### Work to be completed
Please pick out every line in the records below that contains the word "green", treating uppercase and lowercase as different, and copy those lines unchanged.
—————
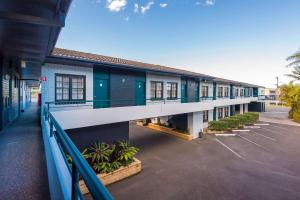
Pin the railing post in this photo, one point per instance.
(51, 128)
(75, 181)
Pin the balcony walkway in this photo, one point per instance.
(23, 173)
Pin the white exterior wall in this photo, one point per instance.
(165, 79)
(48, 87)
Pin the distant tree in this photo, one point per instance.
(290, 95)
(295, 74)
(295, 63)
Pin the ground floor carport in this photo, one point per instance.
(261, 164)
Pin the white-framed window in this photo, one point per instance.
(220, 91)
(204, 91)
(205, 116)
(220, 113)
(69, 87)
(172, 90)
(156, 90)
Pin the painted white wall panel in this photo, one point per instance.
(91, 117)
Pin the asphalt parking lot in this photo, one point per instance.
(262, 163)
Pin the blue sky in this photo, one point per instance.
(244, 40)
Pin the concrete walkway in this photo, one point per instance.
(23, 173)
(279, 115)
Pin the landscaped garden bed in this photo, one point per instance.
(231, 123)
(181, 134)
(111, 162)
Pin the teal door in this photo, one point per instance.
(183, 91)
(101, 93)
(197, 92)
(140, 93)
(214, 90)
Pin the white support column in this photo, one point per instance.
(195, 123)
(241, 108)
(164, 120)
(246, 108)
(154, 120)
—————
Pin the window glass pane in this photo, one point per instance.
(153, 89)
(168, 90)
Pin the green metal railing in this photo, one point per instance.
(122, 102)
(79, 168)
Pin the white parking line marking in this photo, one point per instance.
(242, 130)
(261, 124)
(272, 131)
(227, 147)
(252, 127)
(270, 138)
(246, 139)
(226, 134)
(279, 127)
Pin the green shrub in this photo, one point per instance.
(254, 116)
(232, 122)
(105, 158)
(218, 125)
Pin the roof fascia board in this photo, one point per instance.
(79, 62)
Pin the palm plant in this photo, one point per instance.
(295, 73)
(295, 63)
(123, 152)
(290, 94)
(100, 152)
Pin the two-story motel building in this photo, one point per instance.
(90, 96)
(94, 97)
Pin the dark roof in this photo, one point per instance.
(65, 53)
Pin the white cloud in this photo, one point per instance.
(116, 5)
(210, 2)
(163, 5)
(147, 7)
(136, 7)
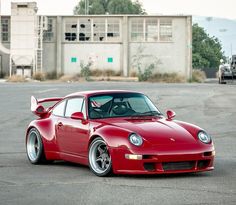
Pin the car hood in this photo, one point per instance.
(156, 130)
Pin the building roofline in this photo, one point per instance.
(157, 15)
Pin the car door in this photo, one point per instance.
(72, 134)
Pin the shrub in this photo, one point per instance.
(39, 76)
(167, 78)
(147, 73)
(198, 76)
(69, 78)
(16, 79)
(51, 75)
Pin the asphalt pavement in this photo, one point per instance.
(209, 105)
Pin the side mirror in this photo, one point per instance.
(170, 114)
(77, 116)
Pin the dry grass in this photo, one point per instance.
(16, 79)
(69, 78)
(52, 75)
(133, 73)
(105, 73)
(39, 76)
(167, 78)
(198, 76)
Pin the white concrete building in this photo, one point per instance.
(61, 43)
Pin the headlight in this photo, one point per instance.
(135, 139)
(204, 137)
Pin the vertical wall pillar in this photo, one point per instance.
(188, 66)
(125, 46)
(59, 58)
—————
### Full answer
Pin the green metal railing in this photo, one point per instance.
Pin the green shrub in this photo, one point per instance.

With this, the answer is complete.